- Stated problem -
Will you restate verbatim the lines running from the line with "of the blue" to the end of the data, leaving out everything else?

- Dataset content -
+===+

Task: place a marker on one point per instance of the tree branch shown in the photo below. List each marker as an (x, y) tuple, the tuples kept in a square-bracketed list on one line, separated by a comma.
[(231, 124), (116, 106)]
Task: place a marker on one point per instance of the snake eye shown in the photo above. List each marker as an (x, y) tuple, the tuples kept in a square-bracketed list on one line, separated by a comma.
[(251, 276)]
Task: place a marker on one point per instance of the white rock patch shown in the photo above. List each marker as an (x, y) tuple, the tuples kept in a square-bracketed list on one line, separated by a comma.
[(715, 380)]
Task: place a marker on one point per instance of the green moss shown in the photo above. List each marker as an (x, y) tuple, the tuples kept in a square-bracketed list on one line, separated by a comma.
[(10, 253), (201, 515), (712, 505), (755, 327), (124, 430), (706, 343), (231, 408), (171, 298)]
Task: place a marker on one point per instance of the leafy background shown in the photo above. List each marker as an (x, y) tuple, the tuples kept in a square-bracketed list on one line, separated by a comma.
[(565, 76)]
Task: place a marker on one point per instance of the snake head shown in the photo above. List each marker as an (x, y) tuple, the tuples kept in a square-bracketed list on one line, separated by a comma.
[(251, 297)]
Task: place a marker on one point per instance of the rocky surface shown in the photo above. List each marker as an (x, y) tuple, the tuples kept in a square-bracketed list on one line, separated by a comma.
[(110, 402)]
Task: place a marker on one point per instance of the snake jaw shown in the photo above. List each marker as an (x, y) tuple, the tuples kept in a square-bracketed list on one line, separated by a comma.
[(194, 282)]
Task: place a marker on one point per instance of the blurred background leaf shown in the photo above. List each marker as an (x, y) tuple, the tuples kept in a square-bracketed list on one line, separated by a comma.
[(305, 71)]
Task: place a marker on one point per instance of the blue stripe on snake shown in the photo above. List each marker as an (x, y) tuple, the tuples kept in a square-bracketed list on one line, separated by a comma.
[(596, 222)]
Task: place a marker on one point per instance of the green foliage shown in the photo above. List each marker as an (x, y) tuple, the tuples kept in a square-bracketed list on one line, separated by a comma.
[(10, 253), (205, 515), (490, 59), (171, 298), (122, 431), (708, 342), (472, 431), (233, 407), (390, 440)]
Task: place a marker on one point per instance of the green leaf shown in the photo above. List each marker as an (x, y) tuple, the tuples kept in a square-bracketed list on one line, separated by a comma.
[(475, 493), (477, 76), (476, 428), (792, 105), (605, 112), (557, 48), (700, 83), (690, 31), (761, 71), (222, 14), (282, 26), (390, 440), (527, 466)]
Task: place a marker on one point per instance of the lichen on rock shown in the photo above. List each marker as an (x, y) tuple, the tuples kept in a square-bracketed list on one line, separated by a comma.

+===+

- Finished exercise -
Task: place a marker on one point per instance of the blue stripe on snake shown in the photo above. List each marker as an (x, y) tuple, the tuples kept in a square-bracketed list on one line, separated by a comma.
[(596, 222)]
Task: place a marker on one point per instance of the green foliage shown in the photo above. List each marker as an (x, y) tuple, the tuples kept in a square-bracketed list on one line, separated by a comma.
[(10, 253), (205, 515), (490, 59), (171, 298), (122, 431), (708, 342), (472, 431), (233, 407), (390, 440)]
Task: place a marker on one point per instance of the green leaf shown in the photo above. List each marker as an (x, y) tuple, the tuples kept in a square-bracketed list on one line, separated by a comma.
[(475, 493), (477, 76), (476, 428), (792, 105), (605, 112), (557, 48), (700, 83), (690, 31), (761, 71), (222, 14), (282, 26), (390, 440), (527, 466)]
Task: place a marker on one point per instance of the lichen on rock shown in the photo above. List each marker as an (x, y) tuple, the tuples kept in a square-bracketed list on one line, separated by a comma.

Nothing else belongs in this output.